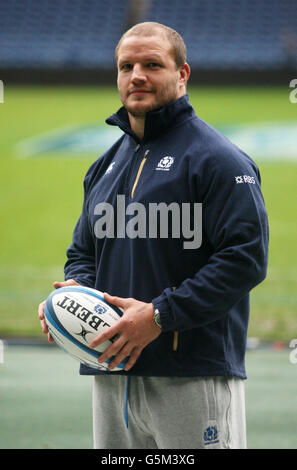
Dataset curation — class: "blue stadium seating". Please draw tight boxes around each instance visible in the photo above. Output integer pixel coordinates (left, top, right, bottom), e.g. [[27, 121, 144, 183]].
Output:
[[0, 0, 297, 70], [0, 0, 128, 69], [146, 0, 297, 69]]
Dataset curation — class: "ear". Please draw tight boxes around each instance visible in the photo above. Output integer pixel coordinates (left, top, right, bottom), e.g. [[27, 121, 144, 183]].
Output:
[[179, 62, 191, 87]]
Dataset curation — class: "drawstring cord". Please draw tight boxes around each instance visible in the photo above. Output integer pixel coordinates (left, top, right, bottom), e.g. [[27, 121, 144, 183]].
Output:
[[124, 375, 131, 429]]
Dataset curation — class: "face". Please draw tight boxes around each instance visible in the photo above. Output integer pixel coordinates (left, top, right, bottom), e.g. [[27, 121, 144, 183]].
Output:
[[117, 35, 187, 117]]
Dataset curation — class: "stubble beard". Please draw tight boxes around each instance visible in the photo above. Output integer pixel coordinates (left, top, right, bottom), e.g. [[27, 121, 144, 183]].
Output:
[[121, 83, 178, 118]]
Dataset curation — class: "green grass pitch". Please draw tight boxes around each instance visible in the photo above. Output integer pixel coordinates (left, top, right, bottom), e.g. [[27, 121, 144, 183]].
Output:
[[0, 84, 297, 341]]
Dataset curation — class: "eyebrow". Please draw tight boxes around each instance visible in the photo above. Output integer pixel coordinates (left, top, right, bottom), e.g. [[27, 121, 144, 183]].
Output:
[[118, 54, 163, 64]]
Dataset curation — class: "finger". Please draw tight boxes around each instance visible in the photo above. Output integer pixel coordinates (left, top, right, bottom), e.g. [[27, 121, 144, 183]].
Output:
[[108, 343, 131, 369], [47, 333, 54, 343], [53, 279, 79, 289], [89, 325, 118, 348], [124, 348, 143, 371], [104, 292, 130, 308], [98, 338, 126, 364], [38, 301, 45, 320]]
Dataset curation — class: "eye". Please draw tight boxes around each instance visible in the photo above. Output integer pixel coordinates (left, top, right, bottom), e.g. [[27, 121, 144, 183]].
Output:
[[120, 64, 133, 72], [148, 62, 161, 69]]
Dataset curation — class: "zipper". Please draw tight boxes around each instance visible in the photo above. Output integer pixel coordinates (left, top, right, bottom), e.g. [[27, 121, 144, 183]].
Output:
[[131, 149, 149, 199], [173, 331, 178, 351], [172, 287, 178, 351]]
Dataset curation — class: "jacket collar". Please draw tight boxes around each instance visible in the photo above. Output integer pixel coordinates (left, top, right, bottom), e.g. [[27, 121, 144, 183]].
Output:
[[105, 94, 195, 142]]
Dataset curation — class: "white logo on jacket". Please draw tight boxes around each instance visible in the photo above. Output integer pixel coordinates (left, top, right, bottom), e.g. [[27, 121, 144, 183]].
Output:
[[235, 175, 256, 184], [156, 155, 174, 171], [105, 162, 115, 175]]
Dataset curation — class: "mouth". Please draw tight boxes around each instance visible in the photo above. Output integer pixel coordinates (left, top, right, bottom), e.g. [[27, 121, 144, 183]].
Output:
[[129, 88, 151, 95]]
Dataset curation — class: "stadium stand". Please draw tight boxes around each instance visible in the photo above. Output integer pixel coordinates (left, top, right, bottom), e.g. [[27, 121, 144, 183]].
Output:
[[0, 0, 128, 69], [147, 0, 297, 69], [0, 0, 297, 83]]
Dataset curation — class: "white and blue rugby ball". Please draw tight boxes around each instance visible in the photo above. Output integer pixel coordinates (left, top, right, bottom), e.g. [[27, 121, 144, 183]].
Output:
[[44, 286, 126, 372]]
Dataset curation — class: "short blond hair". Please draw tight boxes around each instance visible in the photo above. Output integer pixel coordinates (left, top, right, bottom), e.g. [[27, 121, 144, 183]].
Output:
[[115, 21, 187, 68]]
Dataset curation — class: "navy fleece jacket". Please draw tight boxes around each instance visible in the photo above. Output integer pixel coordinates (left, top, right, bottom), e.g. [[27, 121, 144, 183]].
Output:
[[65, 95, 268, 378]]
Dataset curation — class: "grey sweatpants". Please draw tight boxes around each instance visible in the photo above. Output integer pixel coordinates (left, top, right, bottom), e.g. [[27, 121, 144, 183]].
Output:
[[93, 375, 246, 449]]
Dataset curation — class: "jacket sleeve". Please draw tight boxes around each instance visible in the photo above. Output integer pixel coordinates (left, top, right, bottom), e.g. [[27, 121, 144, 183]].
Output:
[[64, 167, 96, 287], [152, 145, 268, 332]]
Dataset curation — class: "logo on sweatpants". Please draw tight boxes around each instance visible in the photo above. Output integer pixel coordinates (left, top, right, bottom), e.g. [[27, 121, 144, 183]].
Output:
[[203, 426, 219, 446]]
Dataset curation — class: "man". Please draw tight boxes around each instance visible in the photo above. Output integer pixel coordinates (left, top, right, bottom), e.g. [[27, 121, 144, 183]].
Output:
[[39, 23, 268, 449]]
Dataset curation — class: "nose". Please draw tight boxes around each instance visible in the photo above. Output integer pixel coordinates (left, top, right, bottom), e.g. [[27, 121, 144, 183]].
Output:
[[131, 64, 146, 83]]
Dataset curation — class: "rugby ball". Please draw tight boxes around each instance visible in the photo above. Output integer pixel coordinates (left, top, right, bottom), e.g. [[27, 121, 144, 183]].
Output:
[[44, 286, 126, 372]]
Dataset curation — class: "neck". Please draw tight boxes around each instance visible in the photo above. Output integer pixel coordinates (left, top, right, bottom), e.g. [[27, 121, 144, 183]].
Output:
[[128, 113, 145, 140]]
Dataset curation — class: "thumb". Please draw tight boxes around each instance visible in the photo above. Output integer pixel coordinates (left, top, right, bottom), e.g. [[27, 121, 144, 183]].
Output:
[[53, 279, 79, 289]]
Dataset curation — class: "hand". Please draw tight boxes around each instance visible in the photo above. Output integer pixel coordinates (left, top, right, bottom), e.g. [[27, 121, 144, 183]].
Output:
[[89, 293, 161, 371], [38, 279, 79, 343]]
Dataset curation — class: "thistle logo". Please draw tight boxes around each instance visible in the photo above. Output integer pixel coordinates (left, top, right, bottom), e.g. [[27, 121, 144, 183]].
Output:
[[74, 325, 93, 343], [94, 304, 107, 315], [203, 426, 219, 446], [156, 155, 174, 171]]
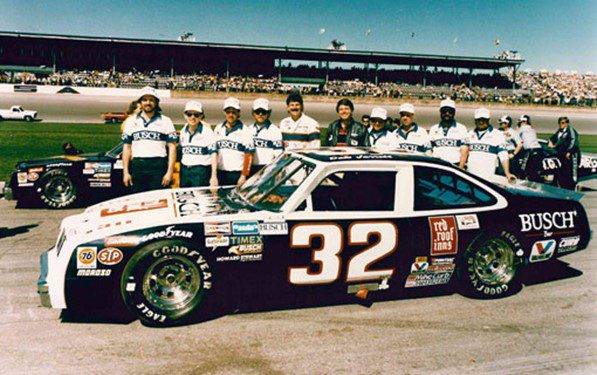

____________

- TUGAS YANG DIBERIKAN
Tata baris dari awal data sampai baris yang memuat "[[179, 62, 191, 87]]" (termasuk baris itu) menjadi CSV dua kolom, teks dan jawaban, dengan satu baris CSV untuk tiap teks beserta jawabannya. Setiap isian diapit tanda kutip, jeda baris diganti spasi, dan gambar tidak diikutkan.

- PENYELESAIAN LATIHAN
teks,jawaban
"Dataset curation — class: ""blue stadium seating"". Please draw tight boxes around each instance visible in the photo above. Output integer pixel coordinates (left, top, right, bottom), e.g. [[27, 121, 144, 183]]. Output:","[[0, 0, 297, 70], [0, 0, 128, 69], [146, 0, 297, 69]]"
"Dataset curation — class: ""ear"". Please draw tight boxes around each instance visible in the photo above. Output integer pixel coordinates (left, top, right, bottom), e.g. [[27, 121, 144, 183]]. Output:","[[179, 62, 191, 87]]"